• [Kutipan Sumber]:
+-------+

SIGLI – Sejumlah pentolan Gerakan Aceh Merdeka (GAM) eks-Tripoli Libya, yang berhimpun dalam Komite Muallimin Aceh (KMA), menggelar rapat di Kantor Dewan Perwakilan Wilayah (DPW) Partai Aceh (PA) Pidie, Kamis, (17/3/2022). dalam rapat tersebut mereka membuat pernyataan sikap terhadap kebijakan Ketua Komite Peralihan Aceh (KPA) Pusat Muzakir Manaf, dan Wakil Ketua Komite Peralihan Aceh (KPA) Pusat Kamaruddin Abubakar (Abu Razak), dalam hal menjalankan roda organisasi selama proses perdamaian di Helsinki Finlandia pada tahun 2005 sampai tahun 2022.
Pada pertemuan itu yang dipimpin Ketua KMA, Teungku Zulkarnaini Hamzah, atau pria yang akrab disapa Teungku Ni, melahirkan beberapa pernyataan sikap diantaranya :
a. Proses perdamaian tidak berjalan sebagaimana yang diharapkan, sesuai dengan apa yang telah disepakati dalam Mou Helsinki antara RI dan GAM Tanggal 15 Agustus 2005, terutama Kewenangan Aceh, Reintegrasi Aceh, Bendera Aceh, Himne, Lambang Aceh dan lain-lain.
“Sebenarnya itu merupakan tanggung jawab Ketua KPA Pusat/Aceh dan Wakil Ketua KPA Pusat/Aceh, Muzakir Manaf dan Kamaruddin abubakar (Abu) Razak), namun hingga saat ini tidak di lakukan tanggung jawab mereka sebagaimana mestinya,” kata Muhammad Ridwan alias Raja Wan yang membacakan pernyataan sikap.
b. Selama proses damai, terjadi kesalah fahaman antar sesama GAM (KPA) dilapangan tidak pernah diperbaiki (Mediasi).

+-------+

• [Tugas Anda]:
1. Menurut kutipan berita tentang Komite Muallimin Aceh, siapa yang membacakan pernyataan sikap dalam rapat itu?
2. Salin kata demi kata bagian kutipan berita tentang Komite Muallimin Aceh, mulai dari "Pada pertemuan itu" hingga "Aceh dan lain-lain.", termasuk kedua bagian tersebut.
Item di bawah ini diambil dari sumber yang berbeda.

• [Item yang Tersedia]:
+-------+

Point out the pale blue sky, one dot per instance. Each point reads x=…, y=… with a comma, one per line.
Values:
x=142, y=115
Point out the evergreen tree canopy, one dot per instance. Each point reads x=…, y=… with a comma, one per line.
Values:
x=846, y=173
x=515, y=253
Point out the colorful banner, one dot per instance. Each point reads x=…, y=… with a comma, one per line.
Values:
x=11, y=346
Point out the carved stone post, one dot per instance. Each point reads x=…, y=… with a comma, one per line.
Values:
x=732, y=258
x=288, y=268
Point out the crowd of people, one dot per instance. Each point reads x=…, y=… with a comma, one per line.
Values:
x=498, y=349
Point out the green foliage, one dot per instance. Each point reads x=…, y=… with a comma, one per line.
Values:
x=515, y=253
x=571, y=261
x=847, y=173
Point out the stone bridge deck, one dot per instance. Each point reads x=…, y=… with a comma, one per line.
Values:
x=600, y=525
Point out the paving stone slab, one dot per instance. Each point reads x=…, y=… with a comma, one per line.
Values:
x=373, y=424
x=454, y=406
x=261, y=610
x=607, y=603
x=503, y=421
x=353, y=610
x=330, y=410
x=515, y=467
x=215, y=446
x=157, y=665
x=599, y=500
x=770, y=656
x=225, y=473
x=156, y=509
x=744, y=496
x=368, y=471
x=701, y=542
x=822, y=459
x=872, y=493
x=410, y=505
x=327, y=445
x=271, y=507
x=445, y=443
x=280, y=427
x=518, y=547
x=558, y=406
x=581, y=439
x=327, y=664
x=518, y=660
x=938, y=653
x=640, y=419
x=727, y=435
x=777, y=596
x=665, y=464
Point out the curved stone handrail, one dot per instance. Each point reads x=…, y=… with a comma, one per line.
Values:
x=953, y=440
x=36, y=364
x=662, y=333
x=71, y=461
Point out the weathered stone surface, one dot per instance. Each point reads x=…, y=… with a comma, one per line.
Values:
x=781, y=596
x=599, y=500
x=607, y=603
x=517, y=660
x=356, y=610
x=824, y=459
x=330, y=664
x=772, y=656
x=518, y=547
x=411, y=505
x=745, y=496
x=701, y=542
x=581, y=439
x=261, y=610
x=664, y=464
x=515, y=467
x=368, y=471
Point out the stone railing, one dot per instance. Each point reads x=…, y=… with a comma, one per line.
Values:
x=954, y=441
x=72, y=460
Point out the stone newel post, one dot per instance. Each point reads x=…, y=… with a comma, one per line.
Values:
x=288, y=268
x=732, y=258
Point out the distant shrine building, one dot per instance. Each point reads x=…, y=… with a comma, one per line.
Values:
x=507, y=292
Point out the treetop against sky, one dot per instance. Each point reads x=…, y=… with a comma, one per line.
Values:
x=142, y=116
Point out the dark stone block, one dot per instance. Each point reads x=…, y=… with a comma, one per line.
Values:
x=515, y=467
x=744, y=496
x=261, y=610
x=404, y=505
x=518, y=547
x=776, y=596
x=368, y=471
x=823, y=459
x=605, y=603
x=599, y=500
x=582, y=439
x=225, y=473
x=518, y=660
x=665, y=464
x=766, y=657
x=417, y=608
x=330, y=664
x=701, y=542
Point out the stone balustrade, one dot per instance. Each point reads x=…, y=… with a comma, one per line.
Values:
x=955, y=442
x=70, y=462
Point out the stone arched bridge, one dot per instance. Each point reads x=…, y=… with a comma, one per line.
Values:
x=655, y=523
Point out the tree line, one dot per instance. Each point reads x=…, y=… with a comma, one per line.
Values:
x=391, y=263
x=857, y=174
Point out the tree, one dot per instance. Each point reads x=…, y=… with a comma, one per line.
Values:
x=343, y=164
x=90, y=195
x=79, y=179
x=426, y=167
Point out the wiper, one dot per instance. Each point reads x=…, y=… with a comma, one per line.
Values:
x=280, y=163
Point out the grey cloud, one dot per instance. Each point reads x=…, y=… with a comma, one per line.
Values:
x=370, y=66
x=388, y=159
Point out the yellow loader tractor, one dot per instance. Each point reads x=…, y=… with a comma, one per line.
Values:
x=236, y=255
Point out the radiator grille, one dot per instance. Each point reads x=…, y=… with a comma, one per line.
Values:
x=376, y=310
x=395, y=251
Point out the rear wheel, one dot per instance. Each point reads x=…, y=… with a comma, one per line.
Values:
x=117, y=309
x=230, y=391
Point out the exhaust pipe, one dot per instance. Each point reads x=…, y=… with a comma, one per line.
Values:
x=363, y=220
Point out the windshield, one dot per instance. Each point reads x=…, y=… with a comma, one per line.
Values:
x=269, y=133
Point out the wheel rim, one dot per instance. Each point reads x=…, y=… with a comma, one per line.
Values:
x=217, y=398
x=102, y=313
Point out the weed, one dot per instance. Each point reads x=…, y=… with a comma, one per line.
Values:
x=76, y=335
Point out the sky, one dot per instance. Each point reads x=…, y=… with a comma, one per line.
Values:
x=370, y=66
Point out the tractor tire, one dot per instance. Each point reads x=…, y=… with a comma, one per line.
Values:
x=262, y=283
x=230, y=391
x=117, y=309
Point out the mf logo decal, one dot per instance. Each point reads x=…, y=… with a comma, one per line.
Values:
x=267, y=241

+-------+

• [Hasil Latihan]:
1. Muhammad Ridwan alias Raja Wan.

2.
Pada pertemuan itu yang dipimpin Ketua KMA, Teungku Zulkarnaini Hamzah, atau pria yang akrab disapa Teungku Ni, melahirkan beberapa pernyataan sikap diantaranya :
a. Proses perdamaian tidak berjalan sebagaimana yang diharapkan, sesuai dengan apa yang telah disepakati dalam Mou Helsinki antara RI dan GAM Tanggal 15 Agustus 2005, terutama Kewenangan Aceh, Reintegrasi Aceh, Bendera Aceh, Himne, Lambang Aceh dan lain-lain.